> Written instruction:
Please copy out the entries below, swapping every "bounding box" for "outline box" and leaving the rest untouched.

> Records provided:

# # # #

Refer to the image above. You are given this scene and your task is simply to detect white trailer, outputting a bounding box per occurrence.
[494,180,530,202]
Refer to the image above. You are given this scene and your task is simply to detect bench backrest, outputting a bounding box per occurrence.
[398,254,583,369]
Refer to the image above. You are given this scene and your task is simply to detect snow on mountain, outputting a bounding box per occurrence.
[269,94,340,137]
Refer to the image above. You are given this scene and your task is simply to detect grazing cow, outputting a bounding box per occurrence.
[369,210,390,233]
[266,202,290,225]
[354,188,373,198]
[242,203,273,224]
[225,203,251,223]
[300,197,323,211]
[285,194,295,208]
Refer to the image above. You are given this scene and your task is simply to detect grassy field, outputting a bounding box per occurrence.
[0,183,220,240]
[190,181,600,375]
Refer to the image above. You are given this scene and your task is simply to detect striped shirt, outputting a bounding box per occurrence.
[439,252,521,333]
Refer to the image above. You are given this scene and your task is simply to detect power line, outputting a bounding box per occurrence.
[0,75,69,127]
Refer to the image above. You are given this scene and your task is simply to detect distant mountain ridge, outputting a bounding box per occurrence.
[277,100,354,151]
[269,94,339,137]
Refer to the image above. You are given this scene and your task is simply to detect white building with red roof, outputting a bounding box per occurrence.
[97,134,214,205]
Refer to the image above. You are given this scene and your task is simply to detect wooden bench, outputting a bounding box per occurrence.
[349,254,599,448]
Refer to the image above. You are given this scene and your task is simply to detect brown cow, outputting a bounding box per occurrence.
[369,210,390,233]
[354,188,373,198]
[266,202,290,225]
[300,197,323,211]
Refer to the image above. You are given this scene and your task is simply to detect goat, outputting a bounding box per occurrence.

# # # #

> Finished answer:
Refer to the image above. You are given this scene and your task is simply to detect white trailer, outputting a outline box per occurrence.
[494,180,530,202]
Refer to the image above. You are given this scene and your task is simply to detect bench backrest, outputting a outline box per occurrence.
[398,254,583,369]
Refer to the image above. You are given this scene and your task is simply to detect snow on mountain, outputting a outline box per occurrence.
[269,94,340,137]
Refer to the image above. You are given this scene and your task is simply to detect grazing cow, outputting a outline box per occurrence.
[369,210,390,233]
[266,202,290,225]
[354,188,373,198]
[242,203,273,224]
[225,203,251,223]
[300,197,323,211]
[285,194,295,208]
Refer to the image above. You are given this scene and your task is simply to detect grassy field, outputting a outline box per occurrence.
[0,183,220,240]
[190,181,600,375]
Refer to the image above. You are given this scene and your task is simply to detect striped shirt, outputting a outline box per occurrence.
[439,252,521,333]
Refer to the image above. You are given this scene and your task is simply to detect power line, outputting a outline box per occurrence.
[0,75,69,127]
Refer to the image above. You are given this scene and your task is simply to detect distant mountain ridge, outputting a outline box per occurrence.
[277,100,354,151]
[269,94,339,137]
Refer to the image above. You are given this scene and your task is simply to detect white building with red roof, outputting a outline box per occurrence.
[97,134,214,205]
Refer to the image above. You are given this scene and your task is simply to detect wooden bench, outputting a outline box per occurrence.
[349,254,599,448]
Refer to the image above. You are given this scene and your task is simply to detect brown cow, outputting a outline box per occurrence.
[369,210,390,233]
[354,188,373,198]
[266,202,290,225]
[300,197,323,211]
Refer to the image above. You are given this scene and your task is simply to detect goat, outputting a outline box per occurrence.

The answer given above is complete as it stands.